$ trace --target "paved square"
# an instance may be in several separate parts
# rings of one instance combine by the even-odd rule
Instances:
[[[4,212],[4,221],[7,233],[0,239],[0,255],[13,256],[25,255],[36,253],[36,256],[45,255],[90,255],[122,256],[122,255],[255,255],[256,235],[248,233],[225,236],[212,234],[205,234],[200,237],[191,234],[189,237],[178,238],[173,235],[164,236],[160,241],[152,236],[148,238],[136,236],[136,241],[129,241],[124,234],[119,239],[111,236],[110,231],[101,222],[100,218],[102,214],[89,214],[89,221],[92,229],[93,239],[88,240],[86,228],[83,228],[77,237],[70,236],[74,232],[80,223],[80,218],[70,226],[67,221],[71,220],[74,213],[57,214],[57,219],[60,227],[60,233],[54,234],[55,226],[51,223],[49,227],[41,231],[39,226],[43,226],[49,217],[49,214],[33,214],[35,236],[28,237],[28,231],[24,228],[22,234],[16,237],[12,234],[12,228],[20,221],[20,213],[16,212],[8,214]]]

——————————

◆ EXERCISE BRIEF: Reproduce the listing above with "separate parts" changed to "disjoint pieces" and every other character left as it is.

◆ WRITTEN RESPONSE:
$ trace --target "paved square"
# an instance may be in several disjoint pieces
# rings of one instance combine by the even-odd rule
Instances:
[[[4,212],[4,221],[7,233],[0,239],[0,255],[13,256],[25,255],[36,253],[36,256],[45,255],[90,255],[122,256],[122,255],[255,255],[256,235],[248,233],[225,236],[212,234],[205,234],[200,237],[191,234],[189,237],[178,238],[173,235],[164,236],[160,241],[152,236],[148,238],[136,236],[136,241],[129,241],[124,234],[119,239],[111,236],[110,231],[101,222],[100,218],[102,214],[89,214],[89,221],[92,229],[93,239],[88,240],[86,228],[83,228],[77,237],[70,236],[74,232],[80,223],[80,218],[70,226],[67,221],[71,220],[74,213],[57,214],[57,219],[60,227],[60,233],[54,234],[55,226],[51,223],[49,227],[41,231],[39,226],[43,226],[49,217],[49,214],[33,214],[35,236],[28,237],[28,231],[24,228],[22,234],[16,237],[12,234],[12,228],[20,221],[20,213],[16,212],[8,214]]]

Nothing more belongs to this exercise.